Exercise instructions>
Copy each of the records exactly; leave nothing out.

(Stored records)

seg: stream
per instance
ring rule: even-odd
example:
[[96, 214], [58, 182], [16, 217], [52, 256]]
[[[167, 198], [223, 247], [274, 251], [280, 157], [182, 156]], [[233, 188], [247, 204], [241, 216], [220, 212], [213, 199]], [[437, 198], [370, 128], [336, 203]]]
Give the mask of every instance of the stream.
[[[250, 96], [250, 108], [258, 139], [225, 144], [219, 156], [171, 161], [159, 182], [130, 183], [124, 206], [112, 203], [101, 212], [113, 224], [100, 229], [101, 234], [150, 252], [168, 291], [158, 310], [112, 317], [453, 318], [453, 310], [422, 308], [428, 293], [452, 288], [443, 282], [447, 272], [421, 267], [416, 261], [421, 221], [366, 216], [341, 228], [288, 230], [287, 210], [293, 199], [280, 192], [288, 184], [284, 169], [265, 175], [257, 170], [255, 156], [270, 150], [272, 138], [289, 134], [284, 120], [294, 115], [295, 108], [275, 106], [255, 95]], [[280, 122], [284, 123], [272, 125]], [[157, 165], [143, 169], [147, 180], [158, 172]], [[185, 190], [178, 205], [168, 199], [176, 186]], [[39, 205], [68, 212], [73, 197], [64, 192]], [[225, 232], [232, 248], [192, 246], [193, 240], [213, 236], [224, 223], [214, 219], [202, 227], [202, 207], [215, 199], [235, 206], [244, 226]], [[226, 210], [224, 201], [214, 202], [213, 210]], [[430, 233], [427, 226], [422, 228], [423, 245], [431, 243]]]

Exercise result>
seg: stream
per instance
ring rule: even-odd
example:
[[96, 214], [58, 182], [16, 217], [52, 256]]
[[[167, 198], [223, 247], [274, 251], [280, 157], [182, 156]], [[233, 188], [247, 204], [241, 216], [220, 212], [213, 199]], [[437, 198], [370, 128], [336, 203]]]
Give the mask of every instance of the stream.
[[[250, 96], [250, 108], [258, 139], [225, 144], [219, 156], [171, 161], [159, 182], [130, 183], [124, 206], [112, 203], [101, 212], [113, 224], [100, 229], [101, 234], [150, 252], [168, 291], [158, 310], [112, 317], [453, 318], [453, 310], [422, 308], [428, 293], [452, 288], [443, 282], [447, 272], [421, 267], [416, 261], [421, 221], [366, 216], [341, 228], [288, 230], [287, 210], [293, 199], [280, 192], [288, 184], [284, 169], [265, 175], [257, 170], [255, 156], [270, 150], [272, 138], [289, 134], [284, 120], [294, 115], [295, 108], [275, 106], [255, 95]], [[280, 122], [284, 123], [272, 125]], [[157, 165], [143, 169], [147, 180], [158, 172]], [[185, 190], [178, 205], [168, 199], [176, 186]], [[39, 205], [68, 212], [73, 197], [64, 192]], [[225, 232], [232, 248], [192, 246], [193, 240], [213, 236], [224, 223], [214, 219], [202, 227], [202, 207], [215, 199], [235, 206], [244, 226]], [[226, 210], [224, 201], [214, 202], [213, 210]], [[430, 233], [427, 226], [422, 228], [423, 245], [431, 243]]]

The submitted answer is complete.